EXERCISE PROMPT = Extend the passage on the pandemic shift to online teaching and its effect on university staff's mental health, beginning after its final sentence.

SELECTED EXTRACT =

Emergency migration to online teaching in the Covid-19 pandemic: Impact on the mental health and wellness of lecturers and other university staff.
One of the main consequences of the Covid-19 pandemic is living and working in a far more virtual world than before. Many industries have survived the pandemic by making the move to working online, and universities have been no exception. Studies that predate the Covid-19 pandemic have suggested that online lecturers' health is enhanced by enjoyment of autonomy, freedom, ensuring quality and best practice, enabling engagement with learners and colleagues and that health is compromised by a mismatch of time allocation and workload, long periods of sitting working intensely through a computer, and a lack of recognition by colleagues, management and faculty (Whittet, 2019). However, the move to online teaching during the Covid-19 pandemic happened rapidly, with emphasis on continued teaching excellence despite high levels of uncertainty and anxiety. This left lecturers and faculty staff very little time to prepare or brace themselves for a completely different way of teaching and assessing students. The impact of this on the mental health and well-being of lecturers and other colleagues is only beginning to be understood and much of the focus during the pandemic thus far has been on the impact on students. The presentation will explore the impact of this rapid migration to online teaching on the mental health of the lecturer and colleagues. It presents a model for minimizing stress exposure during the pandemic as well as offering practical guidelines for self-care.

DATA =
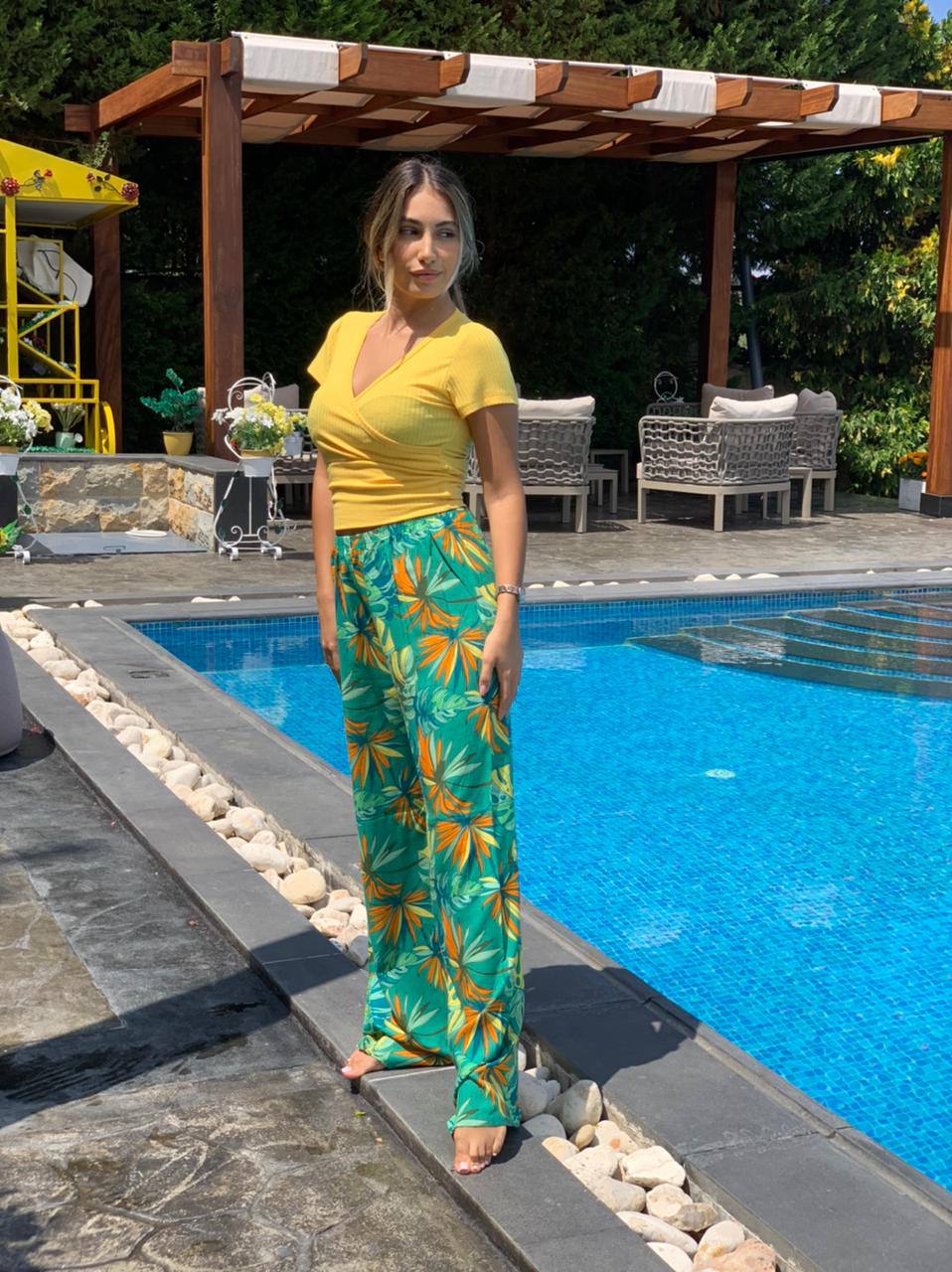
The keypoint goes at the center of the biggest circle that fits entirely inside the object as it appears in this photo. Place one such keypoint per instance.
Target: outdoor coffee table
(622, 467)
(597, 476)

RESPONSE TO THIS TASK =
Auxin speaker Salisha Maharaj is a Senior Clinical Psychologist with a joint appointment in the Child, Family and Adolescent Unit at Tygerberg Hospital and in the Stellenbosch University Department of Psychiatry at Tygerberg. Salisha has a special interest in working with infants and their caregivers and has trained extensively in parent-infant psychotherapy and therapy for under-fives. She is also the Secretary of the Western Cape Association of Infant Mental Health. Salisha has a keen interest in Family therapy and in Systems Theory and founded the Family Therapy Clinic at Tygerberg Hospital Child and Adolescent unit.
Dr Christina van der Merwe will be a panel member to assist with Auxin questions and answers. Christina is Principal Clinical Psychologist at Tygerberg Academic Hospital and Senior lecturer in the department of Psychiatry, FMHS. Christina has been a registered clinical psychologist since 1989 after completing Master's degree at Stellenbosch University. She completed a Doctoral degree in Child Psychology at the University of the Free State in 2009. Christina's work experience include psychologist in Old Mutual, clinical counsellor at Adolescent Psychiatric assessment unit in Canada, private practice and director at JVR Test Publishing and Consulting Psychologists. Her clinical interests include psychological treatment of children and adolescents, psychometric assessments and patients with eating disorders.
Frances Ann Whittet (2019): Health and wellbeing of the
online lecturer: a phenomenological study, International Journal of Health
Promotion and Education, DOI:
10.1080/14635240.2020.1713189 (available here)
Mohamed Buheji, Haitham Jahrami, Ali Sabah Dhahi (2020).
Minimising Stress Exposure During Pandemics Similar to COVID-19. International
Journal of Psychology and Behavioral Sciences 2020, 10(1): 9-16 (available here)
The Crisis Kit. 5 Tools for Helping Clients Through
Turbulent Times. (available here)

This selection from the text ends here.